JOB: Repeat the following records verbatim, line for line, with no changes.

MATERIAL PROVIDED:

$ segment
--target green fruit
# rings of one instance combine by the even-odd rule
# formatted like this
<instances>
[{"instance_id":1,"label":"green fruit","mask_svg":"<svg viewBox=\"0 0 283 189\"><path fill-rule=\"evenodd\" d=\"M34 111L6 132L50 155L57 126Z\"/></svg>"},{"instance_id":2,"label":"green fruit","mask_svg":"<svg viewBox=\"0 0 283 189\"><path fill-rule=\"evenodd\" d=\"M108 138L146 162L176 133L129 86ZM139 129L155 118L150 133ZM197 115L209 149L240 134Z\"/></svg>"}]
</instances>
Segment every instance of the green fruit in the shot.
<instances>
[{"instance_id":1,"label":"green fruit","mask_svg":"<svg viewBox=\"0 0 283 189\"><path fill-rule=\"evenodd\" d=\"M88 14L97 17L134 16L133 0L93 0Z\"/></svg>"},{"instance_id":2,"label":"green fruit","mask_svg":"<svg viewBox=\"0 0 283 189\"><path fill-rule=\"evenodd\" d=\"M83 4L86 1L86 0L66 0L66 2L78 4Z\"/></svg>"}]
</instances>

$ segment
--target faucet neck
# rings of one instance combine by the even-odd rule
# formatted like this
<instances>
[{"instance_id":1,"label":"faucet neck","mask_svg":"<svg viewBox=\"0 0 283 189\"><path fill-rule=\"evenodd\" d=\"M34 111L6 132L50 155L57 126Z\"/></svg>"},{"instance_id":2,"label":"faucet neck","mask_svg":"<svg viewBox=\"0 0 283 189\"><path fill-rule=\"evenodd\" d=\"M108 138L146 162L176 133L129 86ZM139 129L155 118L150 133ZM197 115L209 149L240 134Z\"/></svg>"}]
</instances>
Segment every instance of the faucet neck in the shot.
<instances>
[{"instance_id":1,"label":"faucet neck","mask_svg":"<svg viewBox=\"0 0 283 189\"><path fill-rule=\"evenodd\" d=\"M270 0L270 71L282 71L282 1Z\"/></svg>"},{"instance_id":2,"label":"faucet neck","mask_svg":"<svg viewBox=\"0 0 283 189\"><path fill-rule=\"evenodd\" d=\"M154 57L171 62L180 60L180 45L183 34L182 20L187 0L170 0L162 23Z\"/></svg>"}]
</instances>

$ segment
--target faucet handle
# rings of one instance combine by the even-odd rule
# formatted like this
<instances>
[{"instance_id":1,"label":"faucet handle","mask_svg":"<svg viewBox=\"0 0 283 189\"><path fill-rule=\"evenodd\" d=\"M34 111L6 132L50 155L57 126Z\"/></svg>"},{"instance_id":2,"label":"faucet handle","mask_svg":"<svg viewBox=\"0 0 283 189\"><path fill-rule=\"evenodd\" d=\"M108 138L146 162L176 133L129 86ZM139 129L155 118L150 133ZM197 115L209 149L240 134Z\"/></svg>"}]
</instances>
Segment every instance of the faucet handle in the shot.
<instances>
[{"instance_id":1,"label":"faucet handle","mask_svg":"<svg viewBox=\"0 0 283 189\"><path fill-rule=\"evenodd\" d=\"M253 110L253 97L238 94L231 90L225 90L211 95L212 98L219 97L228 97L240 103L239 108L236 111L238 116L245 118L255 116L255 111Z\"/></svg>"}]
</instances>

FINISHED TASK:
$ segment
--target green fruit
# rings of one instance combine by the even-odd rule
# formatted like this
<instances>
[{"instance_id":1,"label":"green fruit","mask_svg":"<svg viewBox=\"0 0 283 189\"><path fill-rule=\"evenodd\" d=\"M34 111L6 132L50 155L57 126Z\"/></svg>"},{"instance_id":2,"label":"green fruit","mask_svg":"<svg viewBox=\"0 0 283 189\"><path fill-rule=\"evenodd\" d=\"M108 138L146 162L176 133L129 86ZM139 129L155 118L150 133ZM197 115L209 149L240 134Z\"/></svg>"}]
</instances>
Segment every instance of the green fruit in the shot.
<instances>
[{"instance_id":1,"label":"green fruit","mask_svg":"<svg viewBox=\"0 0 283 189\"><path fill-rule=\"evenodd\" d=\"M88 14L97 17L134 16L133 0L93 0Z\"/></svg>"},{"instance_id":2,"label":"green fruit","mask_svg":"<svg viewBox=\"0 0 283 189\"><path fill-rule=\"evenodd\" d=\"M83 4L86 1L86 0L66 0L66 2L78 4Z\"/></svg>"}]
</instances>

$ segment
--target faucet neck
# rings of one instance combine by the even-odd rule
# formatted like this
<instances>
[{"instance_id":1,"label":"faucet neck","mask_svg":"<svg viewBox=\"0 0 283 189\"><path fill-rule=\"evenodd\" d=\"M34 111L6 132L50 155L57 126Z\"/></svg>"},{"instance_id":2,"label":"faucet neck","mask_svg":"<svg viewBox=\"0 0 283 189\"><path fill-rule=\"evenodd\" d=\"M108 138L146 162L176 133L129 86ZM139 129L155 118L150 133ZM197 115L209 149L240 134Z\"/></svg>"}]
</instances>
Segment every instance of the faucet neck in the shot.
<instances>
[{"instance_id":1,"label":"faucet neck","mask_svg":"<svg viewBox=\"0 0 283 189\"><path fill-rule=\"evenodd\" d=\"M270 0L270 71L282 71L282 1Z\"/></svg>"},{"instance_id":2,"label":"faucet neck","mask_svg":"<svg viewBox=\"0 0 283 189\"><path fill-rule=\"evenodd\" d=\"M154 57L171 62L180 60L180 45L183 34L182 20L187 0L170 0L162 23Z\"/></svg>"}]
</instances>

$ segment
--target faucet handle
# rings of one instance combine by the even-odd rule
# formatted like this
<instances>
[{"instance_id":1,"label":"faucet handle","mask_svg":"<svg viewBox=\"0 0 283 189\"><path fill-rule=\"evenodd\" d=\"M34 111L6 132L50 155L57 126Z\"/></svg>"},{"instance_id":2,"label":"faucet handle","mask_svg":"<svg viewBox=\"0 0 283 189\"><path fill-rule=\"evenodd\" d=\"M108 138L146 162L176 133L129 86ZM139 129L155 118L150 133ZM197 115L209 149L240 134Z\"/></svg>"}]
</instances>
Segment every instance of the faucet handle in the shot.
<instances>
[{"instance_id":1,"label":"faucet handle","mask_svg":"<svg viewBox=\"0 0 283 189\"><path fill-rule=\"evenodd\" d=\"M253 110L253 97L238 94L231 90L225 90L211 95L212 98L219 97L228 97L240 103L239 108L236 111L238 116L245 118L255 116L255 111Z\"/></svg>"}]
</instances>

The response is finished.